__Working data__:
════════════════════
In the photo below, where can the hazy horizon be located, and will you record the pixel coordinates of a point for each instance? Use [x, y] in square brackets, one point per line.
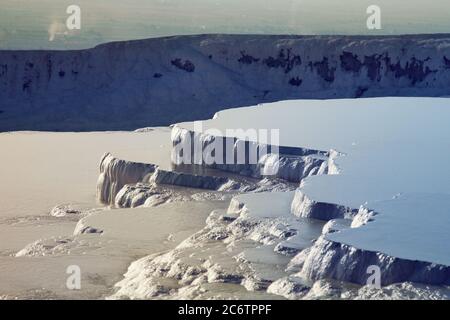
[26, 24]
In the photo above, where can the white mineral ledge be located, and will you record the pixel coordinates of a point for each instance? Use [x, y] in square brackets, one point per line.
[396, 155]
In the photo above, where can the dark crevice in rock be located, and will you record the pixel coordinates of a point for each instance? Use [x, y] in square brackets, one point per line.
[360, 91]
[285, 59]
[324, 70]
[187, 65]
[246, 58]
[295, 81]
[446, 62]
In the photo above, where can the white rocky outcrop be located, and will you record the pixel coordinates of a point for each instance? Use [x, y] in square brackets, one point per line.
[116, 173]
[210, 72]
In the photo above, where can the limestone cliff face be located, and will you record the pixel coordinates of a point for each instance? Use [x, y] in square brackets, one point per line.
[126, 85]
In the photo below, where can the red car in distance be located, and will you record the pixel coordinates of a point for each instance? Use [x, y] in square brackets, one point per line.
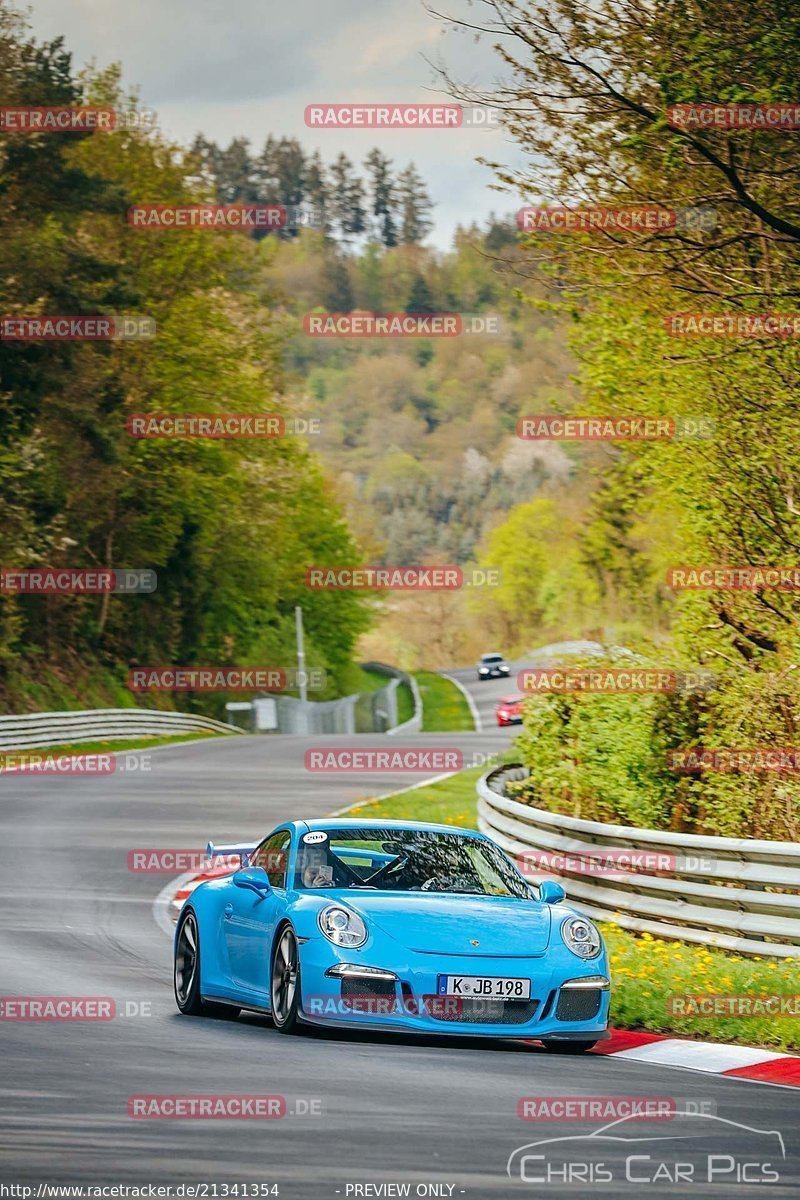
[509, 709]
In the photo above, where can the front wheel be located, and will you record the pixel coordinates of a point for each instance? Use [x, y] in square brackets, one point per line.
[569, 1047]
[284, 982]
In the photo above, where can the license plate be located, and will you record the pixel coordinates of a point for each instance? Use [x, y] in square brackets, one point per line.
[499, 987]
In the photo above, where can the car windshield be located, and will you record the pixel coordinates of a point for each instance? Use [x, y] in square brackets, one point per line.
[405, 861]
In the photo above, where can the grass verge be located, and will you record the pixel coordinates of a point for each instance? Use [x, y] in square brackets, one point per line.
[444, 708]
[645, 971]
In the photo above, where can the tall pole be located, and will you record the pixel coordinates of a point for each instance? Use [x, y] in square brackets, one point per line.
[301, 653]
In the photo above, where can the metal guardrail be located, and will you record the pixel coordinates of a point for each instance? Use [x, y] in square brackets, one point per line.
[752, 906]
[40, 730]
[365, 712]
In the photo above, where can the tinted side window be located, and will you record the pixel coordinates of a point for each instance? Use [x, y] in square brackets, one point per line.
[274, 856]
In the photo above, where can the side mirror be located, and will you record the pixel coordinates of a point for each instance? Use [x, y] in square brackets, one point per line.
[254, 879]
[551, 892]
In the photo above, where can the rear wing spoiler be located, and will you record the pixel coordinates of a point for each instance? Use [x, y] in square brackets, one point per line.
[241, 850]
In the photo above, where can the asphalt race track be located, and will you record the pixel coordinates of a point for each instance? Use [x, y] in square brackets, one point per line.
[76, 922]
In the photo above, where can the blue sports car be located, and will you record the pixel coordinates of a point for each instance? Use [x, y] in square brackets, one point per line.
[391, 925]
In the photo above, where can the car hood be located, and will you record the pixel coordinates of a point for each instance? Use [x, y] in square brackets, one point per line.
[449, 924]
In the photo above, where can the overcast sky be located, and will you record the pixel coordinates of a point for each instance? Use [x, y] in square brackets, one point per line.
[248, 67]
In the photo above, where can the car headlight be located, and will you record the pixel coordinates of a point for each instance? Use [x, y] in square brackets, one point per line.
[582, 937]
[342, 927]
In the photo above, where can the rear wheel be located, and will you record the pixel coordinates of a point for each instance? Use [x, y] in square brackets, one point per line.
[284, 982]
[187, 975]
[187, 967]
[569, 1047]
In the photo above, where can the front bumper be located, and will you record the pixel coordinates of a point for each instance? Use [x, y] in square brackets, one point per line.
[404, 997]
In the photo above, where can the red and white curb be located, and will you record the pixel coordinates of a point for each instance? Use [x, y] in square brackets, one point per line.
[714, 1057]
[657, 1049]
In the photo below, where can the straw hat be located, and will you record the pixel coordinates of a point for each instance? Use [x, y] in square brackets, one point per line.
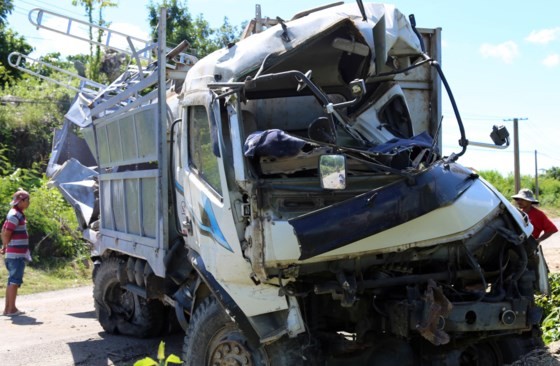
[525, 194]
[18, 197]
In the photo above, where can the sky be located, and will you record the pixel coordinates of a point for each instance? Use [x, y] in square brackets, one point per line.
[500, 57]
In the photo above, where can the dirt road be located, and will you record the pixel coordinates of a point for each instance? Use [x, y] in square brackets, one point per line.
[59, 329]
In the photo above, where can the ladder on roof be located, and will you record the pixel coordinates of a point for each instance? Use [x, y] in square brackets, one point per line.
[138, 48]
[79, 29]
[125, 92]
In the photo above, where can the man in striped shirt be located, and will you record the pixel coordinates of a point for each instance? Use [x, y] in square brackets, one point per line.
[15, 247]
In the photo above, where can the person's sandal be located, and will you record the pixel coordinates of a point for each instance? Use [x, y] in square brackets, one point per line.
[15, 313]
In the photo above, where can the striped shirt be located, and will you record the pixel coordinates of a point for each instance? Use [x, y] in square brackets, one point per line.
[17, 224]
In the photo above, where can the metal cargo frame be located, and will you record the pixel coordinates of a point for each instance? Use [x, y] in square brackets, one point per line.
[133, 182]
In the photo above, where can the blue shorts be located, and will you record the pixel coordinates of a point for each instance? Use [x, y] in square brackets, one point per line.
[15, 268]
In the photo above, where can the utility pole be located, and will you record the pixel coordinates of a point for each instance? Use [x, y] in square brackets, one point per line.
[516, 169]
[536, 177]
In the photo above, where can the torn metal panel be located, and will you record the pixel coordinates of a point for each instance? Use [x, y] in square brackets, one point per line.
[247, 56]
[67, 145]
[78, 185]
[378, 210]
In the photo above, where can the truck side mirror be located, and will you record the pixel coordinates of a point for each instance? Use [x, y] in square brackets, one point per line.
[332, 171]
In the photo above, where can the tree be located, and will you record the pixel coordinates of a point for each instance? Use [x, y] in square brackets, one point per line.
[89, 6]
[553, 172]
[181, 26]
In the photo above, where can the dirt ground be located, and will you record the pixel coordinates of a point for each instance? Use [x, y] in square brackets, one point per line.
[59, 329]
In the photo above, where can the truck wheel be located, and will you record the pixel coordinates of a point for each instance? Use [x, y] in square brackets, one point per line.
[212, 338]
[120, 311]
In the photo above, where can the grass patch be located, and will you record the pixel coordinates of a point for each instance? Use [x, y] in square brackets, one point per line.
[50, 276]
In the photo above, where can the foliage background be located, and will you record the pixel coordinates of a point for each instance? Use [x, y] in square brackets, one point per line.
[31, 109]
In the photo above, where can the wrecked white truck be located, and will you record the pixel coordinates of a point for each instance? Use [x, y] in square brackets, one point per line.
[287, 201]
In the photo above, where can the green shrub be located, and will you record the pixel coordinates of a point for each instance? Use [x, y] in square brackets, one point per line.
[52, 224]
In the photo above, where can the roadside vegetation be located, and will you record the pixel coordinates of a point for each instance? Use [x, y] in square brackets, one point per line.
[30, 109]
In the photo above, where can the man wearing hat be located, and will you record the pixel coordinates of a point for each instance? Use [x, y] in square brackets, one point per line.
[15, 246]
[541, 223]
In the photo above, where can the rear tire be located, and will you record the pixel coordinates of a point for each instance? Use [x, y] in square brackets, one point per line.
[122, 312]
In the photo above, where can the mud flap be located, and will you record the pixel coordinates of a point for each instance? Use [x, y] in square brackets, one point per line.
[436, 309]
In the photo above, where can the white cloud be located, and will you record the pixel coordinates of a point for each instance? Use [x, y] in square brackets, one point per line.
[506, 51]
[544, 36]
[552, 60]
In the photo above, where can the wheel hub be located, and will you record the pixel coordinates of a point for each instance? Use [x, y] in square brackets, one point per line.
[230, 353]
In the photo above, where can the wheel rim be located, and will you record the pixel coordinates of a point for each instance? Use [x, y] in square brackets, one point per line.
[228, 349]
[121, 302]
[230, 353]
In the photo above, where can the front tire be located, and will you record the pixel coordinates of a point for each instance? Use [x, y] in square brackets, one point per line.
[120, 311]
[213, 338]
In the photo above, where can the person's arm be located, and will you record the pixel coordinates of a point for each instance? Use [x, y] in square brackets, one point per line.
[544, 236]
[6, 238]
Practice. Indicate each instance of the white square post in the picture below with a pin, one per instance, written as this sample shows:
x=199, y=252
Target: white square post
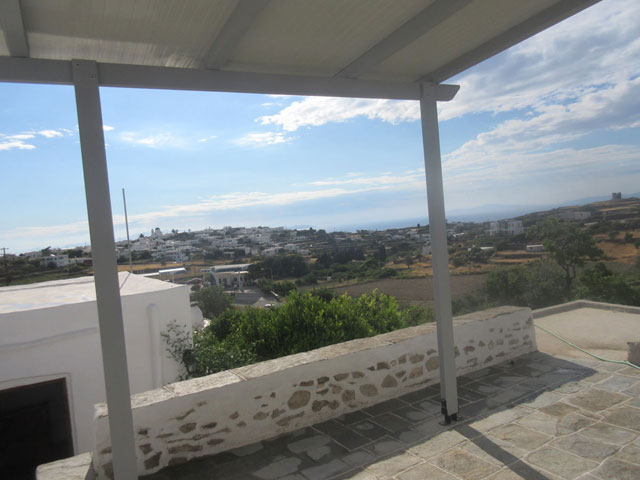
x=431, y=93
x=103, y=252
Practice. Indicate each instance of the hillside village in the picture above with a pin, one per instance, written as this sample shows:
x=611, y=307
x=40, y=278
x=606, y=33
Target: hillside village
x=188, y=256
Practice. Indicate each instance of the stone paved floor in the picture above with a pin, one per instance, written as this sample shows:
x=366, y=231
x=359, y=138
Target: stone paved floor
x=538, y=417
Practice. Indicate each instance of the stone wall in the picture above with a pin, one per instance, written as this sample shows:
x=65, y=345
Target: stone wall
x=229, y=409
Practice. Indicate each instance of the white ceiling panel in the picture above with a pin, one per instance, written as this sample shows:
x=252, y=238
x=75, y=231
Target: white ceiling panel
x=145, y=32
x=318, y=37
x=471, y=26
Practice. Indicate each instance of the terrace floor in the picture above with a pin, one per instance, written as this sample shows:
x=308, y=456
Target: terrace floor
x=538, y=417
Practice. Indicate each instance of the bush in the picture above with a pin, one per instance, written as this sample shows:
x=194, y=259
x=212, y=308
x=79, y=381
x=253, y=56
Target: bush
x=305, y=322
x=212, y=301
x=599, y=283
x=536, y=285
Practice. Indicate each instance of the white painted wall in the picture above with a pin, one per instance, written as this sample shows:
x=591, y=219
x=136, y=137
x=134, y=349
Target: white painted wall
x=63, y=342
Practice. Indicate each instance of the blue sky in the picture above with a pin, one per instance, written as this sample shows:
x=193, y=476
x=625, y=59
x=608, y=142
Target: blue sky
x=553, y=119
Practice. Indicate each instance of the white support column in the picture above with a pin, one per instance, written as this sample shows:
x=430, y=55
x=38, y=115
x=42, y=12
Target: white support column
x=103, y=251
x=439, y=252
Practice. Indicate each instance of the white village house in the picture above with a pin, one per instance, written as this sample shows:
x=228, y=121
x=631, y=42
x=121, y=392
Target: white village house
x=50, y=350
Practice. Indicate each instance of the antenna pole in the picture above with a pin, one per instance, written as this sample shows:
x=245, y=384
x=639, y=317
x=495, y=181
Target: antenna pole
x=126, y=221
x=6, y=266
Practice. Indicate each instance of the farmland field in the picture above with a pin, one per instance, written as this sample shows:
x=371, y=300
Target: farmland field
x=415, y=290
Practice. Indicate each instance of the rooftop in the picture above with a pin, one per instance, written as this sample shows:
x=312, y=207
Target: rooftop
x=77, y=290
x=538, y=417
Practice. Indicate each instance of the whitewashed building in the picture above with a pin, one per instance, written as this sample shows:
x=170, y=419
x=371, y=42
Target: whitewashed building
x=50, y=356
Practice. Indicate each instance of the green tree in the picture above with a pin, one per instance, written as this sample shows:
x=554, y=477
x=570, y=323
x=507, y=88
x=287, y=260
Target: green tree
x=568, y=246
x=212, y=301
x=599, y=283
x=535, y=285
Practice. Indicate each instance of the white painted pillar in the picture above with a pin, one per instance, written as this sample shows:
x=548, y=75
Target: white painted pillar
x=103, y=251
x=439, y=251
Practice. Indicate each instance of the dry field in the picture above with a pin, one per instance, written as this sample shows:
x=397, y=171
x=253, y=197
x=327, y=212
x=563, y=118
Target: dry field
x=415, y=290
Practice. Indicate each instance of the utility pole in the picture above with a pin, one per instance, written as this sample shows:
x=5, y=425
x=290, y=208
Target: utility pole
x=6, y=266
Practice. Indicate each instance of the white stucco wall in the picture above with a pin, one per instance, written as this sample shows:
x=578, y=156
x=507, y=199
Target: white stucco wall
x=61, y=340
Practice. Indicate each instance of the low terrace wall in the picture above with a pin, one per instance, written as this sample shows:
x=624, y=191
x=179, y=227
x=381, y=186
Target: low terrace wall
x=230, y=409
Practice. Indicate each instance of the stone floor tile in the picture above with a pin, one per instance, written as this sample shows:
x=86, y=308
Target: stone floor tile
x=596, y=377
x=357, y=474
x=385, y=446
x=630, y=453
x=437, y=444
x=384, y=407
x=412, y=414
x=393, y=465
x=481, y=407
x=595, y=399
x=609, y=433
x=573, y=422
x=358, y=458
x=521, y=471
x=541, y=422
x=491, y=452
x=560, y=463
x=326, y=470
x=514, y=394
x=633, y=391
x=630, y=371
x=541, y=399
x=278, y=468
x=558, y=409
x=569, y=387
x=585, y=447
x=341, y=434
x=425, y=471
x=485, y=372
x=518, y=436
x=502, y=380
x=614, y=468
x=353, y=417
x=411, y=437
x=610, y=367
x=370, y=430
x=391, y=422
x=470, y=394
x=617, y=383
x=628, y=417
x=464, y=465
x=429, y=406
x=420, y=395
x=483, y=388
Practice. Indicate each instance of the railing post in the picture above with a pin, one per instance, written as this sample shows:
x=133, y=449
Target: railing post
x=103, y=252
x=439, y=252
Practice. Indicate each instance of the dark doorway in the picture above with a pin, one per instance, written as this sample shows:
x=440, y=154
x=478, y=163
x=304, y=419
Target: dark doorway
x=34, y=428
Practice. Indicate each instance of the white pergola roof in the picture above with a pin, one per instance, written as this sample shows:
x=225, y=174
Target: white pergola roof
x=303, y=46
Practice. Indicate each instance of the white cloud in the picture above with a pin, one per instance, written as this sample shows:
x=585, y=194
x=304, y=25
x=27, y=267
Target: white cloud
x=598, y=46
x=17, y=144
x=157, y=140
x=317, y=111
x=50, y=133
x=578, y=56
x=262, y=139
x=20, y=136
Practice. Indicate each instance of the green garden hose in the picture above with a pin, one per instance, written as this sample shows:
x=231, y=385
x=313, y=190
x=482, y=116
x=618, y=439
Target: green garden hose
x=623, y=362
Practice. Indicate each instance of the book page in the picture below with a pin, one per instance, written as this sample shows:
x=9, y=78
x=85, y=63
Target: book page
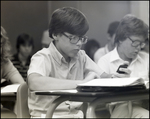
════════════════════
__Brief__: Single out each line of the records above with the string "page" in it, and copy it.

__Written answer__:
Practice. Indicate each instance of the book page in the picture below with a pin, one per instance, written as this sample shows:
Target: book page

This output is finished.